* **What is needed**:
Starting at the top of the records below, write out each line exactly as it stands, stopping after the line with "q=thin tree trunk"; exclude the pictures.

* **The data**:
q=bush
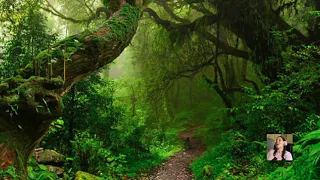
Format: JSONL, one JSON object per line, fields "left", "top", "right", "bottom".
{"left": 72, "top": 132, "right": 127, "bottom": 179}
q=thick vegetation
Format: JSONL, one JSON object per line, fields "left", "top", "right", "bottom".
{"left": 0, "top": 0, "right": 320, "bottom": 179}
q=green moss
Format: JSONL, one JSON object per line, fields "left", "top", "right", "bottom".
{"left": 37, "top": 150, "right": 65, "bottom": 164}
{"left": 77, "top": 29, "right": 92, "bottom": 40}
{"left": 6, "top": 76, "right": 26, "bottom": 89}
{"left": 104, "top": 4, "right": 140, "bottom": 41}
{"left": 6, "top": 95, "right": 19, "bottom": 104}
{"left": 89, "top": 35, "right": 107, "bottom": 50}
{"left": 75, "top": 171, "right": 102, "bottom": 180}
{"left": 15, "top": 4, "right": 139, "bottom": 79}
{"left": 36, "top": 35, "right": 84, "bottom": 62}
{"left": 42, "top": 77, "right": 64, "bottom": 90}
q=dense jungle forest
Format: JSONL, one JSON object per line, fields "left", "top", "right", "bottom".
{"left": 0, "top": 0, "right": 320, "bottom": 179}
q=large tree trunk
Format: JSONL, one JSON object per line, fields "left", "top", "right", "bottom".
{"left": 0, "top": 2, "right": 142, "bottom": 178}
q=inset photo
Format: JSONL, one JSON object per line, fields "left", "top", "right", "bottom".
{"left": 267, "top": 134, "right": 293, "bottom": 161}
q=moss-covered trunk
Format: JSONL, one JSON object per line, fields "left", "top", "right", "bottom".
{"left": 0, "top": 76, "right": 64, "bottom": 178}
{"left": 0, "top": 2, "right": 143, "bottom": 178}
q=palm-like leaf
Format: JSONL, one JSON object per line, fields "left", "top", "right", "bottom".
{"left": 297, "top": 129, "right": 320, "bottom": 166}
{"left": 297, "top": 129, "right": 320, "bottom": 149}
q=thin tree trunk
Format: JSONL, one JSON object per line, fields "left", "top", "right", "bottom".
{"left": 68, "top": 86, "right": 76, "bottom": 159}
{"left": 174, "top": 81, "right": 180, "bottom": 111}
{"left": 189, "top": 78, "right": 193, "bottom": 108}
{"left": 131, "top": 85, "right": 136, "bottom": 116}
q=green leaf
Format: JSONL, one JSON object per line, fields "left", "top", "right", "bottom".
{"left": 27, "top": 166, "right": 33, "bottom": 172}
{"left": 317, "top": 120, "right": 320, "bottom": 128}
{"left": 107, "top": 157, "right": 114, "bottom": 162}
{"left": 66, "top": 157, "right": 74, "bottom": 161}
{"left": 310, "top": 143, "right": 320, "bottom": 156}
{"left": 28, "top": 171, "right": 37, "bottom": 179}
{"left": 38, "top": 164, "right": 48, "bottom": 171}
{"left": 36, "top": 171, "right": 57, "bottom": 180}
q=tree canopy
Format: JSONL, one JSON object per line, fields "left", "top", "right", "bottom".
{"left": 1, "top": 0, "right": 320, "bottom": 179}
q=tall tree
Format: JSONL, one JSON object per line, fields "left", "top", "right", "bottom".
{"left": 0, "top": 0, "right": 149, "bottom": 177}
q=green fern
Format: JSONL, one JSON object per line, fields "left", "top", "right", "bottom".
{"left": 297, "top": 123, "right": 320, "bottom": 167}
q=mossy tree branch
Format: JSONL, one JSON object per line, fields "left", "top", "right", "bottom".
{"left": 0, "top": 2, "right": 144, "bottom": 178}
{"left": 19, "top": 3, "right": 141, "bottom": 95}
{"left": 143, "top": 8, "right": 249, "bottom": 59}
{"left": 145, "top": 0, "right": 310, "bottom": 82}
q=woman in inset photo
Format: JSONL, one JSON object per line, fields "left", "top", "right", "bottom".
{"left": 267, "top": 136, "right": 293, "bottom": 161}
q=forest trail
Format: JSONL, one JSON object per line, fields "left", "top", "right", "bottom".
{"left": 140, "top": 127, "right": 206, "bottom": 180}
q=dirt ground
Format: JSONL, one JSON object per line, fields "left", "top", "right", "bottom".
{"left": 139, "top": 127, "right": 206, "bottom": 180}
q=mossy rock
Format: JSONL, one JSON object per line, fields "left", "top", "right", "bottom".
{"left": 6, "top": 75, "right": 26, "bottom": 89}
{"left": 46, "top": 165, "right": 64, "bottom": 177}
{"left": 36, "top": 150, "right": 65, "bottom": 165}
{"left": 75, "top": 171, "right": 103, "bottom": 180}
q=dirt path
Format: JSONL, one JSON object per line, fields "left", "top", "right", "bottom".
{"left": 140, "top": 127, "right": 206, "bottom": 180}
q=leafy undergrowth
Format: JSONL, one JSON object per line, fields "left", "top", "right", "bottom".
{"left": 191, "top": 130, "right": 284, "bottom": 179}
{"left": 120, "top": 127, "right": 183, "bottom": 178}
{"left": 191, "top": 43, "right": 320, "bottom": 179}
{"left": 0, "top": 158, "right": 59, "bottom": 180}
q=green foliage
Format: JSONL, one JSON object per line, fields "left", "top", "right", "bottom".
{"left": 40, "top": 73, "right": 182, "bottom": 178}
{"left": 192, "top": 130, "right": 294, "bottom": 179}
{"left": 0, "top": 165, "right": 20, "bottom": 179}
{"left": 104, "top": 3, "right": 140, "bottom": 40}
{"left": 231, "top": 44, "right": 320, "bottom": 139}
{"left": 265, "top": 123, "right": 320, "bottom": 180}
{"left": 192, "top": 41, "right": 320, "bottom": 179}
{"left": 0, "top": 159, "right": 58, "bottom": 180}
{"left": 0, "top": 4, "right": 57, "bottom": 80}
{"left": 72, "top": 131, "right": 127, "bottom": 179}
{"left": 102, "top": 0, "right": 109, "bottom": 7}
{"left": 191, "top": 131, "right": 249, "bottom": 179}
{"left": 27, "top": 158, "right": 58, "bottom": 180}
{"left": 308, "top": 11, "right": 320, "bottom": 17}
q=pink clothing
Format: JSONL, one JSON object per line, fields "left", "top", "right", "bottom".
{"left": 267, "top": 150, "right": 293, "bottom": 161}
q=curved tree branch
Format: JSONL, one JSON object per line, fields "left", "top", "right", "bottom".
{"left": 40, "top": 6, "right": 88, "bottom": 23}
{"left": 189, "top": 3, "right": 213, "bottom": 16}
{"left": 0, "top": 3, "right": 143, "bottom": 177}
{"left": 203, "top": 32, "right": 249, "bottom": 59}
{"left": 143, "top": 8, "right": 218, "bottom": 31}
{"left": 83, "top": 0, "right": 94, "bottom": 15}
{"left": 40, "top": 0, "right": 110, "bottom": 24}
{"left": 154, "top": 1, "right": 190, "bottom": 23}
{"left": 275, "top": 0, "right": 298, "bottom": 15}
{"left": 144, "top": 8, "right": 249, "bottom": 59}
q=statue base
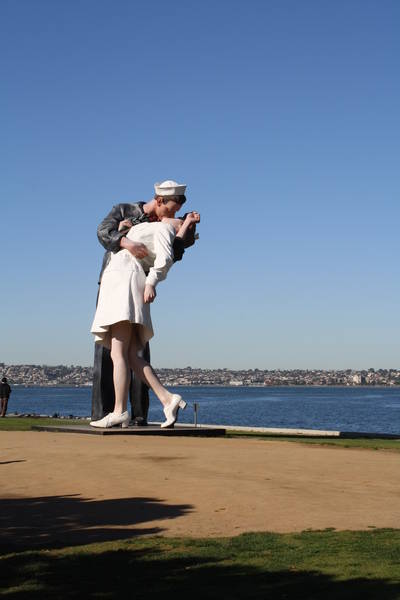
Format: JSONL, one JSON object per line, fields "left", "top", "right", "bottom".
{"left": 31, "top": 423, "right": 226, "bottom": 437}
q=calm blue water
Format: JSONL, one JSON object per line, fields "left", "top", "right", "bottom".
{"left": 6, "top": 386, "right": 400, "bottom": 434}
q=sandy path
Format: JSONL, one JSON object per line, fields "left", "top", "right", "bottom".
{"left": 1, "top": 431, "right": 399, "bottom": 547}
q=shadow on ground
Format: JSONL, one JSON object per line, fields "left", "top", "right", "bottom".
{"left": 2, "top": 542, "right": 400, "bottom": 599}
{"left": 0, "top": 495, "right": 193, "bottom": 551}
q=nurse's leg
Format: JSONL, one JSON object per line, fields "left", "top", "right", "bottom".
{"left": 128, "top": 327, "right": 173, "bottom": 408}
{"left": 110, "top": 321, "right": 133, "bottom": 414}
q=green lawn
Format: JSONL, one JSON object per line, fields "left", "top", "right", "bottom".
{"left": 0, "top": 416, "right": 88, "bottom": 431}
{"left": 1, "top": 417, "right": 400, "bottom": 451}
{"left": 1, "top": 530, "right": 400, "bottom": 598}
{"left": 227, "top": 431, "right": 400, "bottom": 451}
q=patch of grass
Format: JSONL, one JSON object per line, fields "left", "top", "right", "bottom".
{"left": 2, "top": 418, "right": 400, "bottom": 452}
{"left": 1, "top": 530, "right": 400, "bottom": 598}
{"left": 0, "top": 417, "right": 88, "bottom": 431}
{"left": 227, "top": 431, "right": 400, "bottom": 451}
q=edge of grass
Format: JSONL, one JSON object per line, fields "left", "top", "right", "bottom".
{"left": 0, "top": 416, "right": 89, "bottom": 431}
{"left": 226, "top": 430, "right": 400, "bottom": 451}
{"left": 1, "top": 417, "right": 400, "bottom": 451}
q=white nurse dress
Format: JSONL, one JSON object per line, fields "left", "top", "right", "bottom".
{"left": 90, "top": 221, "right": 175, "bottom": 349}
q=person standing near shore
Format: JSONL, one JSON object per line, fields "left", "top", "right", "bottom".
{"left": 0, "top": 377, "right": 11, "bottom": 417}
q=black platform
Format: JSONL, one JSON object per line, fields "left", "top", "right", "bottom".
{"left": 31, "top": 423, "right": 226, "bottom": 437}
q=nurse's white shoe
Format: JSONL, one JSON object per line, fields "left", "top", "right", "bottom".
{"left": 90, "top": 411, "right": 130, "bottom": 429}
{"left": 161, "top": 395, "right": 187, "bottom": 429}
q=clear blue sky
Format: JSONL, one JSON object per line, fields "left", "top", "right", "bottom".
{"left": 1, "top": 0, "right": 399, "bottom": 369}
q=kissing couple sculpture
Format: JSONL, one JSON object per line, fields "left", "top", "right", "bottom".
{"left": 90, "top": 180, "right": 200, "bottom": 429}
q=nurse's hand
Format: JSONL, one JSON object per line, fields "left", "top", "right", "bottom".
{"left": 144, "top": 284, "right": 156, "bottom": 303}
{"left": 120, "top": 237, "right": 149, "bottom": 258}
{"left": 184, "top": 211, "right": 200, "bottom": 225}
{"left": 118, "top": 219, "right": 133, "bottom": 231}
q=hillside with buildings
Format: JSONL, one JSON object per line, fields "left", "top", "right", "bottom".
{"left": 1, "top": 363, "right": 399, "bottom": 387}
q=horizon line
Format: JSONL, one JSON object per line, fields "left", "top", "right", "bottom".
{"left": 1, "top": 362, "right": 399, "bottom": 372}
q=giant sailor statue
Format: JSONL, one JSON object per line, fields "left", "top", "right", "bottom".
{"left": 91, "top": 180, "right": 197, "bottom": 425}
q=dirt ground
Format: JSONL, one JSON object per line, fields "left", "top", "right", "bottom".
{"left": 1, "top": 431, "right": 399, "bottom": 548}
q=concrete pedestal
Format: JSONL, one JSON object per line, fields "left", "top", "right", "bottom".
{"left": 31, "top": 423, "right": 226, "bottom": 437}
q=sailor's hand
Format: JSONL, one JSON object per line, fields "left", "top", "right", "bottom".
{"left": 118, "top": 219, "right": 133, "bottom": 231}
{"left": 144, "top": 284, "right": 156, "bottom": 303}
{"left": 120, "top": 237, "right": 149, "bottom": 258}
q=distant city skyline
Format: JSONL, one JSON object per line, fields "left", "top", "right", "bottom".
{"left": 2, "top": 362, "right": 400, "bottom": 389}
{"left": 1, "top": 1, "right": 399, "bottom": 369}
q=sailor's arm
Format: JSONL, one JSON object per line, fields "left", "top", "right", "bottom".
{"left": 97, "top": 204, "right": 148, "bottom": 258}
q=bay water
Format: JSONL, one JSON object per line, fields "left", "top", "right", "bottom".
{"left": 6, "top": 385, "right": 400, "bottom": 434}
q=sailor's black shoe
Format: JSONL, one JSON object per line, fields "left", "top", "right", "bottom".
{"left": 132, "top": 416, "right": 148, "bottom": 427}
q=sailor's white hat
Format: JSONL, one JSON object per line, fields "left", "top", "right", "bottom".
{"left": 154, "top": 179, "right": 186, "bottom": 197}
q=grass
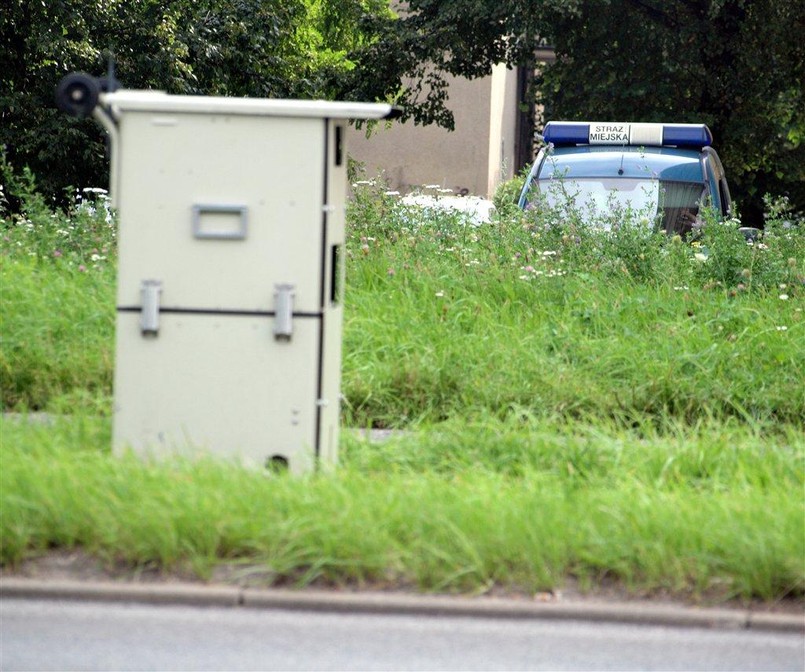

* **Response box**:
q=bush
Format: JSONL, one JSON object per line, fields "left", "top", "right", "bottom".
{"left": 72, "top": 132, "right": 127, "bottom": 179}
q=thick vegetation
Format: JSONL, one JSON object per line, fields "left", "top", "right", "bottom".
{"left": 0, "top": 0, "right": 320, "bottom": 179}
q=green moss
Format: JSONL, one JSON object per line, fields "left", "top", "right", "bottom".
{"left": 37, "top": 150, "right": 65, "bottom": 164}
{"left": 77, "top": 29, "right": 92, "bottom": 40}
{"left": 6, "top": 76, "right": 26, "bottom": 89}
{"left": 104, "top": 4, "right": 140, "bottom": 41}
{"left": 6, "top": 95, "right": 19, "bottom": 104}
{"left": 89, "top": 35, "right": 107, "bottom": 50}
{"left": 75, "top": 171, "right": 102, "bottom": 180}
{"left": 15, "top": 4, "right": 139, "bottom": 79}
{"left": 36, "top": 35, "right": 84, "bottom": 62}
{"left": 42, "top": 77, "right": 64, "bottom": 90}
q=dense jungle forest
Format: JSONL, one JSON object per line, fields "left", "top", "right", "bottom".
{"left": 0, "top": 0, "right": 320, "bottom": 179}
q=large tree trunk
Format: JSONL, one JSON object per line, fields "left", "top", "right", "bottom".
{"left": 0, "top": 2, "right": 142, "bottom": 178}
q=inset photo
Format: JSONL, one JSON object per line, fields "left", "top", "right", "bottom".
{"left": 267, "top": 134, "right": 293, "bottom": 161}
q=moss-covered trunk
Format: JSONL, one JSON object per line, fields "left", "top", "right", "bottom".
{"left": 0, "top": 76, "right": 64, "bottom": 178}
{"left": 0, "top": 2, "right": 143, "bottom": 178}
q=palm-like leaf
Format: JSONL, one JSON object per line, fields "left", "top", "right", "bottom".
{"left": 297, "top": 129, "right": 320, "bottom": 166}
{"left": 297, "top": 129, "right": 320, "bottom": 149}
q=thin tree trunk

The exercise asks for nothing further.